■ Reading text:
┌──

Rest in peace Dimitri. There is no doubt, Mr Gogos was a great man, who has touched the lives of many. Despite his passing, his influence continues through the legacy of Neos Kosmos; a legacy we are proud to continue to carry out. My sincerest condolences to the Gogos family.
Even though I didn’t get to collaborate with Dimitris Gogos, I know that many of us, myself included, would not be here today if it weren’t for him. His efforts solidified and ensured the future of Greek Australians and that of other migrant communities, giving us a platform to voice our concerns and fight for our rights.
The founder of Neos Kosmos, Mr Dimitris Gogos, is no longer among us. Unfortunately, those of us who recently became members of this very unique and special family never had the chance to meet him up close. And yet that wasn’t necessary in order to understand how great of a person he was, since the place we come to work in every single day is a result of his efforts.
None of the things that we see, write and read on a daily basis would have ever existed if it wasn’t for Mr Gogos’ faith towards Greek journalism and his will to give it its own voice within the community. Perhaps today with the way things are we might take things for granted, but during that day and age the publication of a newspaper in the Greek language was considered something revolutionary for Australia and he was one of the true visionaries of the industry.
I would like to extend my sincerest condolences towards his family and to the man himself, a big “thank you” for giving us a platform from which we can turn our passion for journalism into a profession.
Our sorrow for the death of Dimitris Gogos, the founder of Neos Kosmos, runs deep. He was an emblematic democratic figure in the sphere of journalism and his editorial presence sealed the political and social happenings of Melbourne, the rest of Australia and Hellenism everywhere. The legacy that Takis – as known by his friends – leaves behind to the media of the diaspora is great. I am sure that Neos Kosmos, under the next generation of leadership, will steadily continue on the course that its founder had chartered. I wish to express my sincere condolences to the Gogos family and the Neos Kosmos family.

└──

■ Provided material:
┌──

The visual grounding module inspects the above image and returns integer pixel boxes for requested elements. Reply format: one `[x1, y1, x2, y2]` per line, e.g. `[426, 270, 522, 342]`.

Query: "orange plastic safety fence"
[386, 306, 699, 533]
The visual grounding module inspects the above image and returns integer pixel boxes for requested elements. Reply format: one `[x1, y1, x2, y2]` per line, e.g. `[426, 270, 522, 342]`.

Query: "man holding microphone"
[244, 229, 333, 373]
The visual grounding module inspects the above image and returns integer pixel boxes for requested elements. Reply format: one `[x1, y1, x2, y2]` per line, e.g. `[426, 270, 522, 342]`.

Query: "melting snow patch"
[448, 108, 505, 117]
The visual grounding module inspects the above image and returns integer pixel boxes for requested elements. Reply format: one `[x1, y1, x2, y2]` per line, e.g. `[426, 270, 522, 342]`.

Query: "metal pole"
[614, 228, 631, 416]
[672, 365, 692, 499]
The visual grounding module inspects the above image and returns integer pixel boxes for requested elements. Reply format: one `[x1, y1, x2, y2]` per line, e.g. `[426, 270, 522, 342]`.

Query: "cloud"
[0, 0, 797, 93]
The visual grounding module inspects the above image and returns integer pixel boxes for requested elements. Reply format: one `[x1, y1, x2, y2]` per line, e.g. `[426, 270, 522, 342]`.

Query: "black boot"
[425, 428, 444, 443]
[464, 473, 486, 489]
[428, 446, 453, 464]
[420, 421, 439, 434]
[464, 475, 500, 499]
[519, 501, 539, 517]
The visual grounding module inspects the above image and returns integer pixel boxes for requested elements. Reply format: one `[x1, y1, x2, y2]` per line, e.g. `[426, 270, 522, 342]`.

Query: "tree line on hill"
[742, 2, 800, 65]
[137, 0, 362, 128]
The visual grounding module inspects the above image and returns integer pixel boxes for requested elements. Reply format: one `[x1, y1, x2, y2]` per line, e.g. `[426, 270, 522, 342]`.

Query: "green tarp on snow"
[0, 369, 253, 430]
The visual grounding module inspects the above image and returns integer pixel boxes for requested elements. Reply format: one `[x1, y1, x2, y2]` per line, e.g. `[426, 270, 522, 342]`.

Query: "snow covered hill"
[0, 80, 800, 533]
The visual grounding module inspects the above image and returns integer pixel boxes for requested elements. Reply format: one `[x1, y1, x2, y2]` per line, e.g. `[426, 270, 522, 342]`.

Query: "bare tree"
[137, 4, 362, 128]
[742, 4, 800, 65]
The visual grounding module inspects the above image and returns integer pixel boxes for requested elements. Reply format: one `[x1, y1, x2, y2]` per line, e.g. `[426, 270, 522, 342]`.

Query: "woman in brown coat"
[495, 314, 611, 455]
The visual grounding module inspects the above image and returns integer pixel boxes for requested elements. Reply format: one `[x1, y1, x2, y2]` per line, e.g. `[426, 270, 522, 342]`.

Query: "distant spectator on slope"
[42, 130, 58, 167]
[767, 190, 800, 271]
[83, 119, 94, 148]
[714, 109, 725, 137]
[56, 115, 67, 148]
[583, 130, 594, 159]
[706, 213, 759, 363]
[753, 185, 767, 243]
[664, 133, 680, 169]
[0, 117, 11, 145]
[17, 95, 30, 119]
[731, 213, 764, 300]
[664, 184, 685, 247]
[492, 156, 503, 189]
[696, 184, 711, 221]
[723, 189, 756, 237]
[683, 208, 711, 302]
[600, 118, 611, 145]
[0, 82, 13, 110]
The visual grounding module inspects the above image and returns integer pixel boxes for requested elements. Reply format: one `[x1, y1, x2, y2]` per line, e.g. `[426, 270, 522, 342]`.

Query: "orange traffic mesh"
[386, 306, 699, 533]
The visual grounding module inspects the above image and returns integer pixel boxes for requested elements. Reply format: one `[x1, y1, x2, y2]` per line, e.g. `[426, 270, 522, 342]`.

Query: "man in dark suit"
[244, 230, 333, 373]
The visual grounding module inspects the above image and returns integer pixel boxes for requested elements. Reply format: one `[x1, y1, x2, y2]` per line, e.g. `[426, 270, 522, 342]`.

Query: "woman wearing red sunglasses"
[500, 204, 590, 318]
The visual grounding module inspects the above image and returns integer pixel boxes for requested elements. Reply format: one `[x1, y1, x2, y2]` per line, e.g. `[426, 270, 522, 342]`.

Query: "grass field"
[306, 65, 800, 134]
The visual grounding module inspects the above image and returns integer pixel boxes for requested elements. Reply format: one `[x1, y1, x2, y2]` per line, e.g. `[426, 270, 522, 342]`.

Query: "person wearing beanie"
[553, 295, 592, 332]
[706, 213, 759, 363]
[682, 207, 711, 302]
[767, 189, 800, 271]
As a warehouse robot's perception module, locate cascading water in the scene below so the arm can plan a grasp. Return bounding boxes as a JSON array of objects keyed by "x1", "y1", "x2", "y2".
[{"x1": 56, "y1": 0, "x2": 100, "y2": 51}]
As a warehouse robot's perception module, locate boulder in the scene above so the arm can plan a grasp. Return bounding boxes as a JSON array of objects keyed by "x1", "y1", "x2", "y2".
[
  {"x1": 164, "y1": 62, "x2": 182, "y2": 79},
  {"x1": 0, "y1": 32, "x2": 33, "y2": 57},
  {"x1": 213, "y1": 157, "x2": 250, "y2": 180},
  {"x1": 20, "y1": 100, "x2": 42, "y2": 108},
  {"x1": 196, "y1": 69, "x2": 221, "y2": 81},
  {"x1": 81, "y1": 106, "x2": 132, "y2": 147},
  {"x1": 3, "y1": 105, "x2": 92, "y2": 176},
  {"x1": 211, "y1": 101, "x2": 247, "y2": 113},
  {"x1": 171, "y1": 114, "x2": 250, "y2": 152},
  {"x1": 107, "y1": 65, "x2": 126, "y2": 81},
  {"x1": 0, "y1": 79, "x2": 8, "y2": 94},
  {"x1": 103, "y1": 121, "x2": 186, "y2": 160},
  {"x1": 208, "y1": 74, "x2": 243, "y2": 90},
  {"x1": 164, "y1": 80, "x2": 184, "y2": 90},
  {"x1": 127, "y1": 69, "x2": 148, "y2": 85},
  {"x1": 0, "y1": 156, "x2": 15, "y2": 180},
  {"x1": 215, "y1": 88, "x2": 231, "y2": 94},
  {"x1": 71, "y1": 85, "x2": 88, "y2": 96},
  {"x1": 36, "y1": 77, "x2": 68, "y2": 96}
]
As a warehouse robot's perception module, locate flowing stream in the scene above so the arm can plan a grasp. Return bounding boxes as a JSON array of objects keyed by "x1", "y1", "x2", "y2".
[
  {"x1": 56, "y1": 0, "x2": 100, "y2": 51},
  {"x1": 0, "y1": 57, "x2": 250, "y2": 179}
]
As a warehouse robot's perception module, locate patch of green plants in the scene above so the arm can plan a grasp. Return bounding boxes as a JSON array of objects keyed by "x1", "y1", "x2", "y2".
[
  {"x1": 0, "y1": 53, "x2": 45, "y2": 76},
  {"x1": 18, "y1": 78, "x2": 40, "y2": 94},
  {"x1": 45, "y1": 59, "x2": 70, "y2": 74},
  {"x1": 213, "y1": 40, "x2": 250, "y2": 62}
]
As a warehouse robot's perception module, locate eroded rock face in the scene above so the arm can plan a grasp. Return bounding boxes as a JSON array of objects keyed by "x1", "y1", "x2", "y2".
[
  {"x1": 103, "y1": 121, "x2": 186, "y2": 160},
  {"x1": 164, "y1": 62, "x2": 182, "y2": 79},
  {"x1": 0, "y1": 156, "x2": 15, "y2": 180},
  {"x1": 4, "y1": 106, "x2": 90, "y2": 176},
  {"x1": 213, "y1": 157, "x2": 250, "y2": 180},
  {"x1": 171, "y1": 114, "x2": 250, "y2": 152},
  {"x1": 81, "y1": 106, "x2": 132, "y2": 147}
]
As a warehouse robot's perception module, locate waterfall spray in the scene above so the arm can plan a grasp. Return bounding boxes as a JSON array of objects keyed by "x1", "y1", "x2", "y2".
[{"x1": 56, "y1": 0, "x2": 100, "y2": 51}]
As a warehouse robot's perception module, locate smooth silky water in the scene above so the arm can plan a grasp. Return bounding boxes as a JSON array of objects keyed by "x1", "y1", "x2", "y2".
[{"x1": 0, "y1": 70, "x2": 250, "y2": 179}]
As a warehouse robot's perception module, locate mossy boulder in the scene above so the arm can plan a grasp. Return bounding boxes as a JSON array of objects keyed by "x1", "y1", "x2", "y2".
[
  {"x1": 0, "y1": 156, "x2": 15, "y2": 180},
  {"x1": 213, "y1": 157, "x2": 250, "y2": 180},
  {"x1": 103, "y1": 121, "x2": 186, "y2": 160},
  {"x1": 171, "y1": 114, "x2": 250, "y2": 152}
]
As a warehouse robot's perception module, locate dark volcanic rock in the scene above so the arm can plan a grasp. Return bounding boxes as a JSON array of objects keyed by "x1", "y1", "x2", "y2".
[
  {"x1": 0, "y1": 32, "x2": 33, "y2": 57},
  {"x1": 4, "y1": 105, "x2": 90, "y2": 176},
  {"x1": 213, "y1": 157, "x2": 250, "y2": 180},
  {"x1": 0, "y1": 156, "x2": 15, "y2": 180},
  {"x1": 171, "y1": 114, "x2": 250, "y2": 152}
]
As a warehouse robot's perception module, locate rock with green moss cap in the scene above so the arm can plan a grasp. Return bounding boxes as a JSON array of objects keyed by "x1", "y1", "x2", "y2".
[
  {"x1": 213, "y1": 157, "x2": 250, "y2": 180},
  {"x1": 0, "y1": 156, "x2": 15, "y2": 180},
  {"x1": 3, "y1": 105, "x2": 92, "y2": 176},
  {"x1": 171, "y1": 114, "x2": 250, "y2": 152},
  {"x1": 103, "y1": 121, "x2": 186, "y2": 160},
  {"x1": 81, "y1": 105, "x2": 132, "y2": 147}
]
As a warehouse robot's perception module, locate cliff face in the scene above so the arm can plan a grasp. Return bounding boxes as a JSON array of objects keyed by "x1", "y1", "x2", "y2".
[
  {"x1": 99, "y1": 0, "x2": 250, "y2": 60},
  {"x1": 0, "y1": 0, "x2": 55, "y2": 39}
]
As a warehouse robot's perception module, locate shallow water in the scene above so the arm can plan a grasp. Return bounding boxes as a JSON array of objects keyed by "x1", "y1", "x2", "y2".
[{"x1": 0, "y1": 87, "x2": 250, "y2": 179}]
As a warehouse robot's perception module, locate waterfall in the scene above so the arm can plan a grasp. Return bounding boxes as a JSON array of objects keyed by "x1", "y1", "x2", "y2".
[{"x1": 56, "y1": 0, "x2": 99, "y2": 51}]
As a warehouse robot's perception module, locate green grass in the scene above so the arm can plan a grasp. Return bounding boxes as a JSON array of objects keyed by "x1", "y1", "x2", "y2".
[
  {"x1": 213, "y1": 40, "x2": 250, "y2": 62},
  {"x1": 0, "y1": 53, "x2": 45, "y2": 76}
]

└──

■ Tasks and exercises:
a) Do these statements agree with the tributes to Dimitris Gogos? Answer yes or no for each, and quote the words from the tributes that decide it. (i) Dimitris Gogos founded Neos Kosmos. (ii) One writer says they worked closely with Dimitris Gogos. (iii) His friends called him Takis.
b) According to the tributes to Dimitris Gogos, how was publishing a Greek-language newspaper seen in Australia in his day?

■ Solutions below:
a)
(i) Yes: "The founder of Neos Kosmos, Mr Dimitris Gogos, is no longer among us."
(ii) No: "Even though I didn’t get to collaborate with Dimitris Gogos"
(iii) Yes: "The legacy that Takis – as known by his friends – leaves behind"

b) It was considered something revolutionary for Australia.